Exercise requirements = Count the lines in the records below that contain the word "jacket". Reply with the number only.

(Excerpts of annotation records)
◇ ◇ ◇ ◇ ◇
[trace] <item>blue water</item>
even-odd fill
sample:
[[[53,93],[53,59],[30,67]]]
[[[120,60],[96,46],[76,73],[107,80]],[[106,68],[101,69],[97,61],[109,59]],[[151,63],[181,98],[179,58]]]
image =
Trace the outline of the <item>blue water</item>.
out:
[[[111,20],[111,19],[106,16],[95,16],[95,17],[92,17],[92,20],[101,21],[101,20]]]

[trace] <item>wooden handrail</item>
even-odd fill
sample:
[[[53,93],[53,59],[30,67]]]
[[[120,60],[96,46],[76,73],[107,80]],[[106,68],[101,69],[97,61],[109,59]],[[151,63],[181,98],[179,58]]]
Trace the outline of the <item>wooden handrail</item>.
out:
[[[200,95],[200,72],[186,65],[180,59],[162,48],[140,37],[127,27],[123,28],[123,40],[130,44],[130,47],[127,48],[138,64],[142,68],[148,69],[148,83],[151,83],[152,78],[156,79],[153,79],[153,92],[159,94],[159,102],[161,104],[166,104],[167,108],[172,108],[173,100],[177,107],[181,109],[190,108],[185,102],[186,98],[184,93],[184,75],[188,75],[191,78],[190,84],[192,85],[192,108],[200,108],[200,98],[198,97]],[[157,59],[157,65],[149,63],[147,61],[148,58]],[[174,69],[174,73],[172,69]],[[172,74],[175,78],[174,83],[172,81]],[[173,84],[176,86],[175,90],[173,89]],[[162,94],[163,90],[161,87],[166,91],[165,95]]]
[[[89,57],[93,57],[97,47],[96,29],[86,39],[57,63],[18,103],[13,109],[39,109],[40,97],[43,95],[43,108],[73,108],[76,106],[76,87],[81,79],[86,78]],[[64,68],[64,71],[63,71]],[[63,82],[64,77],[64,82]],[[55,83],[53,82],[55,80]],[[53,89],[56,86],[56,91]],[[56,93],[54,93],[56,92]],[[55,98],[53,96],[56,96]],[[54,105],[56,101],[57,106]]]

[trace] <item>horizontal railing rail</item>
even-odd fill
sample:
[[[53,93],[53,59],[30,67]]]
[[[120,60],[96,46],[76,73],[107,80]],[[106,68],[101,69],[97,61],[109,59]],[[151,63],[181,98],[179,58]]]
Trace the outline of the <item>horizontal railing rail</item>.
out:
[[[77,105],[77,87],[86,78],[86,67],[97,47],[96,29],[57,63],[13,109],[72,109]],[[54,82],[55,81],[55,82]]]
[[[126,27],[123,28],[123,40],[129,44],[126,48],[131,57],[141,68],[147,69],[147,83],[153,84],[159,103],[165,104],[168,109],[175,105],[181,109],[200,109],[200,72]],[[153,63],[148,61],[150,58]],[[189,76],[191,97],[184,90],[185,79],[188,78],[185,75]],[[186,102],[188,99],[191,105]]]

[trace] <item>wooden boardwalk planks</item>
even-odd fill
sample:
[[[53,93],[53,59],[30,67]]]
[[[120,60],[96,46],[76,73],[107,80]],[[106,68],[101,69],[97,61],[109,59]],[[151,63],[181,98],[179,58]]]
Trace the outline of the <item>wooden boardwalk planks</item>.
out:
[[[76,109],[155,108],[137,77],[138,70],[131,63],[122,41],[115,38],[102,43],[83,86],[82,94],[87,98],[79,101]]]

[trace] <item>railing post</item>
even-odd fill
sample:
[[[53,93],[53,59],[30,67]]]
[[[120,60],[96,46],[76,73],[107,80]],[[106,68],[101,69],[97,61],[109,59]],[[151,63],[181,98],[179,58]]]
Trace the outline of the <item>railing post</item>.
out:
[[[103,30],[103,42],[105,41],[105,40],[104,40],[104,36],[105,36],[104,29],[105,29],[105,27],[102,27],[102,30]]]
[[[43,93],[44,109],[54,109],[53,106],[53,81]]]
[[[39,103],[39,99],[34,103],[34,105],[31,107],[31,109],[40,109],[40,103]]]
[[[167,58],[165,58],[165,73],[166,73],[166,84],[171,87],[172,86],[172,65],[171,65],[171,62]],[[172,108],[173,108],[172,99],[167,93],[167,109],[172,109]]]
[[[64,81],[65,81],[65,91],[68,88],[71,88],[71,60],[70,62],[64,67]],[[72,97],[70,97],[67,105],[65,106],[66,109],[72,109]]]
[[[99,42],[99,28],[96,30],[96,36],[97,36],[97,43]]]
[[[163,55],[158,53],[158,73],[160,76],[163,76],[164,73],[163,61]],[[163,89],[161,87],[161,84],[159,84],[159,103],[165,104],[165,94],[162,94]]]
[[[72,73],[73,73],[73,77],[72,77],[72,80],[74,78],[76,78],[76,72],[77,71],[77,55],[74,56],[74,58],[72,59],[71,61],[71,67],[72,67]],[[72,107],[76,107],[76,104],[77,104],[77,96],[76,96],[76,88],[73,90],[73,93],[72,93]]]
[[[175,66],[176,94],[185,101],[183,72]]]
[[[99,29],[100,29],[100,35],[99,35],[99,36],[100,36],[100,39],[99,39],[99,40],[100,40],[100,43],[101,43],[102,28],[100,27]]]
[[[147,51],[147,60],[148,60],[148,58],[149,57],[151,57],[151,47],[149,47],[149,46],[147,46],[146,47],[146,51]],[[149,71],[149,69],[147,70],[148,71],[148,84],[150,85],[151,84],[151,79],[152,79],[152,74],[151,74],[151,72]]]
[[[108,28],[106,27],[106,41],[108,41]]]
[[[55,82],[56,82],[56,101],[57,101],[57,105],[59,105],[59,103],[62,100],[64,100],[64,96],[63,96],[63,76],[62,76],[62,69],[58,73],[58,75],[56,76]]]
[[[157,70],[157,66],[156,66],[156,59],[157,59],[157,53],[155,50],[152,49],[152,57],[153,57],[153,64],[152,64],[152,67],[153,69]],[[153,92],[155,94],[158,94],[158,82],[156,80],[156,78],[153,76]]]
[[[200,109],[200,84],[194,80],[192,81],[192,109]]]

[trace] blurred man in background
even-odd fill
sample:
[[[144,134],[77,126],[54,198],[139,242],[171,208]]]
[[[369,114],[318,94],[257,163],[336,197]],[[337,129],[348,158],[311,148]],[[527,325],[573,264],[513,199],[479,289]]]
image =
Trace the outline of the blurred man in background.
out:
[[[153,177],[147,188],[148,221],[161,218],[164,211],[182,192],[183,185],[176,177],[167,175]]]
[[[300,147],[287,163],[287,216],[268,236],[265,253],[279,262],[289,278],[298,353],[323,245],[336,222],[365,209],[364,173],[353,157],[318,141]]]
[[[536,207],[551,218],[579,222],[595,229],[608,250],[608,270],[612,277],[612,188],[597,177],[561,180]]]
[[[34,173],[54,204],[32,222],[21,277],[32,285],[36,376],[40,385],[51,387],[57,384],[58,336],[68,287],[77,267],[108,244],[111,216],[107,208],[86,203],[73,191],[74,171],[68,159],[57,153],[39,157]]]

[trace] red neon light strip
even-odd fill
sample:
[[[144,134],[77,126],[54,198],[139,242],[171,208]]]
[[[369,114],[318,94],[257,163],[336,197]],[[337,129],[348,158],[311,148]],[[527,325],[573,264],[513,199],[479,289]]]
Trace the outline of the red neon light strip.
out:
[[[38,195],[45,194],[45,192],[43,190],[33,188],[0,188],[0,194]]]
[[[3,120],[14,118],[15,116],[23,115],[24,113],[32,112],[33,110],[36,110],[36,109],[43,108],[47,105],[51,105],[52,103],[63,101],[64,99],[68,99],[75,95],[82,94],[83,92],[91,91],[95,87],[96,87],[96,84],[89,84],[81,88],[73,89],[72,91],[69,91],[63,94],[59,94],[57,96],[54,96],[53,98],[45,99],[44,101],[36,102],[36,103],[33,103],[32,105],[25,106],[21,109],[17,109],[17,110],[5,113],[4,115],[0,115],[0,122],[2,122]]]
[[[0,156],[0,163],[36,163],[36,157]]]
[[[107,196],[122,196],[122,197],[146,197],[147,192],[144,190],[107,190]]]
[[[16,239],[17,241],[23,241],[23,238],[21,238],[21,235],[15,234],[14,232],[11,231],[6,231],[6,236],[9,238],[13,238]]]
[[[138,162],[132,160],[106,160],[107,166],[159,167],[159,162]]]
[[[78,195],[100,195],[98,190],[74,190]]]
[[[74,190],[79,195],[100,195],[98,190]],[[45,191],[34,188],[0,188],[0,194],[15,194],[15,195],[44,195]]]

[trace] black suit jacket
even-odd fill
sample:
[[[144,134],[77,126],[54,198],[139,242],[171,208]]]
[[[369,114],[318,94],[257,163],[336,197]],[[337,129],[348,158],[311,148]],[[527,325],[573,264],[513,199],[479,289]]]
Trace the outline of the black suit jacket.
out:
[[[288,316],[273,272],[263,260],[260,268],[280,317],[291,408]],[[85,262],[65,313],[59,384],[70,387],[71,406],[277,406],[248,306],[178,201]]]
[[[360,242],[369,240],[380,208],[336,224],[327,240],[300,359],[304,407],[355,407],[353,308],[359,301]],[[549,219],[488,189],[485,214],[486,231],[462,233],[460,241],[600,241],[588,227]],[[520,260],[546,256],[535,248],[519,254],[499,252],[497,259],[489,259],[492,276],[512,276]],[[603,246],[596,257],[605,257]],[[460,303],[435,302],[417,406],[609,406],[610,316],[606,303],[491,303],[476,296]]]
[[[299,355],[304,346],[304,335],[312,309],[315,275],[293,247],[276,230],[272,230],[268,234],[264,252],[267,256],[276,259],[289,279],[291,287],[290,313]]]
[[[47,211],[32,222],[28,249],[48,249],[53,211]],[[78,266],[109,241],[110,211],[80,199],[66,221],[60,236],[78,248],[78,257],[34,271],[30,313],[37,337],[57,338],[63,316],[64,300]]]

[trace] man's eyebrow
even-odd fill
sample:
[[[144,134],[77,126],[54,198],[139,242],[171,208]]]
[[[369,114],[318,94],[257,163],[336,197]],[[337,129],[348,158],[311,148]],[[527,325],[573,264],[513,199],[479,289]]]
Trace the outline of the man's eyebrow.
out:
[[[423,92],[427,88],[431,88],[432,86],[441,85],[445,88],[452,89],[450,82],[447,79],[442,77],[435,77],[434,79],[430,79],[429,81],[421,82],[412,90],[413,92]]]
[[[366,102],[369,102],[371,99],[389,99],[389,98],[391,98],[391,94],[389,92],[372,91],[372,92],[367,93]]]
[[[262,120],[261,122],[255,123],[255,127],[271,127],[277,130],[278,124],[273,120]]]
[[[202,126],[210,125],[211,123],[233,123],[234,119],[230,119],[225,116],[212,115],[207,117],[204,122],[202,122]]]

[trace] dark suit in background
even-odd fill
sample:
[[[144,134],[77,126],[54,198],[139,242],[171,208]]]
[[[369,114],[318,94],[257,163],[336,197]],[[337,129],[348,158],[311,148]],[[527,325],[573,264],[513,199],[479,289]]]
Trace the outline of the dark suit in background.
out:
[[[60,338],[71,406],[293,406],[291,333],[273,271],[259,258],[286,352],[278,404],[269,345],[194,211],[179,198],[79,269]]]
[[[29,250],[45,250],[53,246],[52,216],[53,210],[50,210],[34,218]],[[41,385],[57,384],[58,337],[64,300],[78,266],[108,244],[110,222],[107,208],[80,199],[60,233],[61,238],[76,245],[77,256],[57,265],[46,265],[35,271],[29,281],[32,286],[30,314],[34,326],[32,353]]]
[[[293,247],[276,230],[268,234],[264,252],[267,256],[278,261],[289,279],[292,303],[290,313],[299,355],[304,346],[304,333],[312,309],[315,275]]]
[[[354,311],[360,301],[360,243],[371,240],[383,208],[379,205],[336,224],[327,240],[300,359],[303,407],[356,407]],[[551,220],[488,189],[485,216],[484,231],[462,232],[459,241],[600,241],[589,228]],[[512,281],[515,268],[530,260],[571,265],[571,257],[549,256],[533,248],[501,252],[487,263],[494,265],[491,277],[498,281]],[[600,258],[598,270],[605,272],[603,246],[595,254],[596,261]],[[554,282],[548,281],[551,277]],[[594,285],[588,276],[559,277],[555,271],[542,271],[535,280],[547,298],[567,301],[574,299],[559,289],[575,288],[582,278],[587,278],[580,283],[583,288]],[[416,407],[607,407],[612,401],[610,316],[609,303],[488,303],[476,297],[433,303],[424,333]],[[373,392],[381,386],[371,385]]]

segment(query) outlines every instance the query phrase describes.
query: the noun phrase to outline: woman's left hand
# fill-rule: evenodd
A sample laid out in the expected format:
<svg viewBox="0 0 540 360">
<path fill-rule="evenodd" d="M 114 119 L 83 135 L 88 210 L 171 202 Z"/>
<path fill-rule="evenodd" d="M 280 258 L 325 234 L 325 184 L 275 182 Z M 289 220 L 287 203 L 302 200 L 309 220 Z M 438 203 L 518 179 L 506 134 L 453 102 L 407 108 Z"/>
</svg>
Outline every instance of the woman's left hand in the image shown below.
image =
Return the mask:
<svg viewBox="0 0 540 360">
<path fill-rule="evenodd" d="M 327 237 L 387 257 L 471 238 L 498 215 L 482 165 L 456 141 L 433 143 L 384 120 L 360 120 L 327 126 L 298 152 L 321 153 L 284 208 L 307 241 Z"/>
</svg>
◇ ◇ ◇ ◇ ◇
Complete response = 2